***** Data shown *****
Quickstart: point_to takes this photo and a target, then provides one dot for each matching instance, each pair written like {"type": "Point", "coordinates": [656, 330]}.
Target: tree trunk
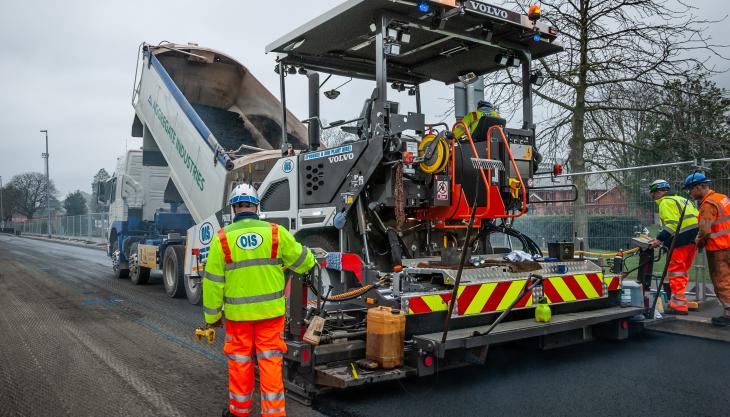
{"type": "Point", "coordinates": [576, 157]}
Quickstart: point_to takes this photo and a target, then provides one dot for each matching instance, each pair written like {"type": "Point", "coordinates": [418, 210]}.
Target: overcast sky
{"type": "Point", "coordinates": [68, 66]}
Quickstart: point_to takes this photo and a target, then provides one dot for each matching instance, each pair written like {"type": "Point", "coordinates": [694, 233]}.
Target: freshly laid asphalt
{"type": "Point", "coordinates": [78, 342]}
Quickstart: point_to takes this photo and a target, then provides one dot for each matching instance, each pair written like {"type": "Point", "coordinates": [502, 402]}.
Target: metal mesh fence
{"type": "Point", "coordinates": [90, 227]}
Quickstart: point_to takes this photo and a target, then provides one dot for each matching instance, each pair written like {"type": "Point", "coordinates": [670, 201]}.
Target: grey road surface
*****
## Your instructions
All of the material above should be copied exactly, minus the pictures.

## Response to the exercise
Quickstart: point_to takes this photo and a target, then provides one dot for each matching instance, each pair written like {"type": "Point", "coordinates": [656, 330]}.
Target: tree trunk
{"type": "Point", "coordinates": [576, 157]}
Quickstart: point_to takes this photo and a target, then provides one dot for each matching instance, each pair written like {"type": "Point", "coordinates": [418, 210]}.
Target: overcast sky
{"type": "Point", "coordinates": [68, 66]}
Quickstart: point_to takes this photo and a target, then provides one dot for each matching instance, each pair written like {"type": "Point", "coordinates": [694, 233]}.
Target: freshly laid asphalt
{"type": "Point", "coordinates": [78, 342]}
Quickstart: point_to takes this photo and a target, then provides one dot for each matching instance, each pair written like {"type": "Point", "coordinates": [502, 402]}.
Target: metal mesh fence
{"type": "Point", "coordinates": [90, 227]}
Quickstart: point_to takes this photo and a target, then provides one dot for each matching instance, each pair written like {"type": "Point", "coordinates": [670, 201]}.
Target: grey road surface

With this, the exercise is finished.